Point labeling dataset excerpts:
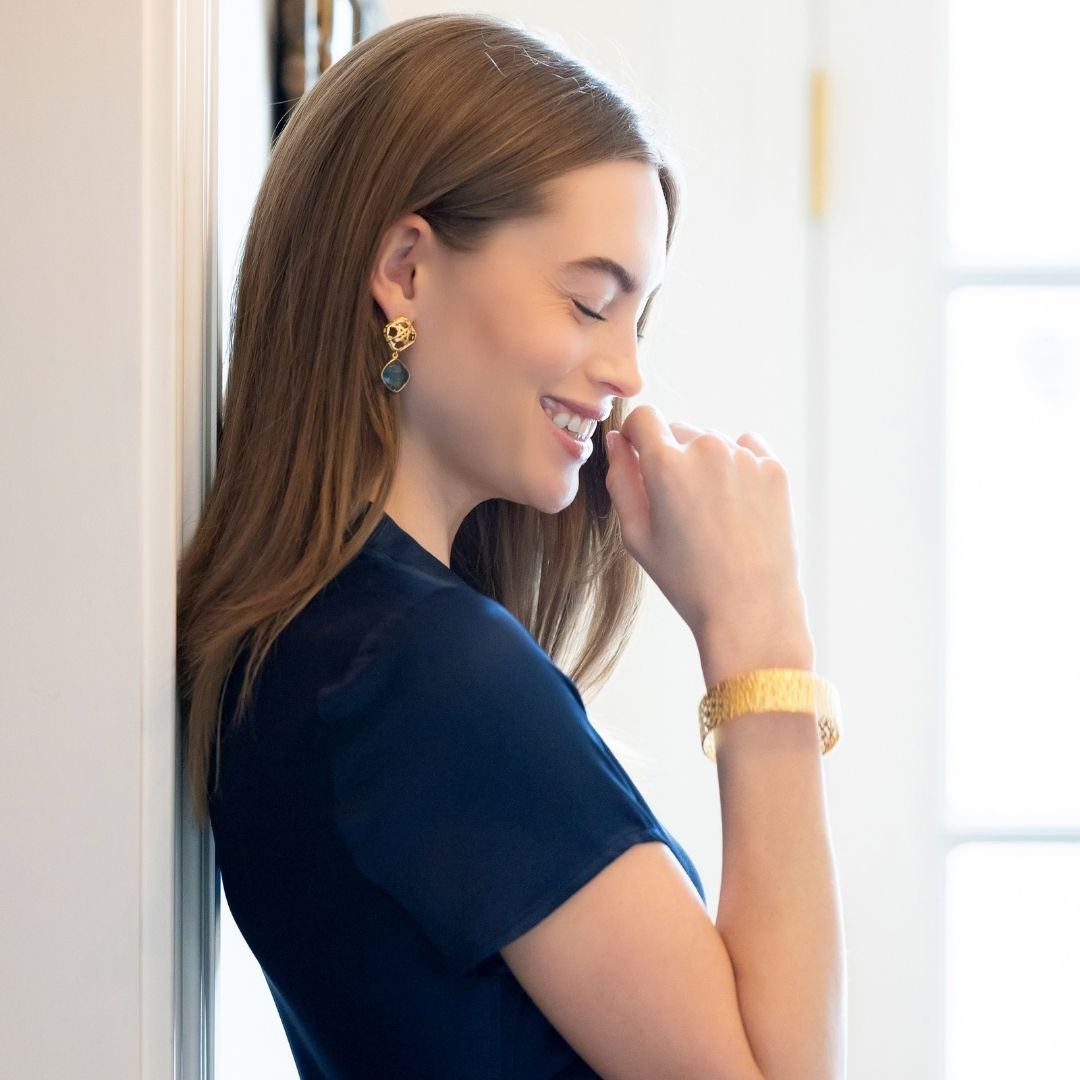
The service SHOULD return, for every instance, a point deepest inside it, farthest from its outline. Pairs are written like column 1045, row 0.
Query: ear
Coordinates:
column 392, row 282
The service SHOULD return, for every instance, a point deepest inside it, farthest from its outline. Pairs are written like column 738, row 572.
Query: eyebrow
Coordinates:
column 626, row 281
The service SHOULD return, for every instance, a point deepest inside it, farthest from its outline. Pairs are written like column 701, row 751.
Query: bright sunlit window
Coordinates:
column 1012, row 873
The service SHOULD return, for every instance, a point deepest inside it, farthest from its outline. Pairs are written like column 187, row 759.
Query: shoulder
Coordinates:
column 446, row 646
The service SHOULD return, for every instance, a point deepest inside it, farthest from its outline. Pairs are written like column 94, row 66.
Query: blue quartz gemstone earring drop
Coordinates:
column 400, row 335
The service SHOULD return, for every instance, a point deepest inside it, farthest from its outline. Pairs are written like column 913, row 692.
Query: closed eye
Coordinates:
column 593, row 314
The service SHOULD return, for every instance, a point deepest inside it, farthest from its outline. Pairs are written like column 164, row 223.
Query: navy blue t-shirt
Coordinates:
column 415, row 786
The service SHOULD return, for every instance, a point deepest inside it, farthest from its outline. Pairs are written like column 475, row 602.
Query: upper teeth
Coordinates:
column 581, row 427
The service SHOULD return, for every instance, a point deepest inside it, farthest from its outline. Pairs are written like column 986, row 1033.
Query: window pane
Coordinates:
column 1012, row 961
column 1013, row 135
column 1013, row 555
column 248, row 1037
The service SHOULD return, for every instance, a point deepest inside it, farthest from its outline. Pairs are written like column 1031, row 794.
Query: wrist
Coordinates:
column 723, row 656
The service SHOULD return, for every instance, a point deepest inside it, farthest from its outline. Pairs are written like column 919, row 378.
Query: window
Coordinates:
column 1012, row 485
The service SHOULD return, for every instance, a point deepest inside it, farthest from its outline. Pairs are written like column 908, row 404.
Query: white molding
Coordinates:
column 196, row 939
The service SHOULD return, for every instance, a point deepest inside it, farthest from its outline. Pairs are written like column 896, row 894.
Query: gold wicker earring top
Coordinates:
column 400, row 334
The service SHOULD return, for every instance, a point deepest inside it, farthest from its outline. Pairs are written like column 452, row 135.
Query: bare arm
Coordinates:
column 779, row 913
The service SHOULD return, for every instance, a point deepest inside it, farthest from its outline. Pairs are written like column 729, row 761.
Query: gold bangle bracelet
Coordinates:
column 770, row 690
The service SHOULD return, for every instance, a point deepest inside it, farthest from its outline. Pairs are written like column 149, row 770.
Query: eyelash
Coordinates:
column 593, row 314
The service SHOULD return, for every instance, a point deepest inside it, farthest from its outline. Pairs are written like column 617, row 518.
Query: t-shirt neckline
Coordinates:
column 396, row 543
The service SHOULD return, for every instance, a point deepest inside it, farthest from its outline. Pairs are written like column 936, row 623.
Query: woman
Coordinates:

What the exercise asks:
Copy the rows above word for word, from the line that contains "475, row 602." up to and including the line that contains "column 1012, row 485".

Written reply:
The service SHOULD return, for every instance, a point deepest inside it, farthest from its outline. Pairs are written like column 475, row 602.
Query: upper teeth
Coordinates:
column 581, row 427
The service SHOULD return, for every instance, a point deepest inside it, farthest from its outline. Pairs are written like column 986, row 1033.
Query: window pane
Coordinates:
column 1012, row 961
column 1013, row 135
column 1013, row 555
column 248, row 1037
The service SHOULD return, for every instance, a point deepest inside it, farthest from its outline. Pairs are written like column 1031, row 794.
Query: wrist
Coordinates:
column 723, row 656
The service SHOULD return, for every instance, a point deepest inside it, farthest from its outline. Pairs are written like column 919, row 378.
Query: window
Coordinates:
column 1012, row 485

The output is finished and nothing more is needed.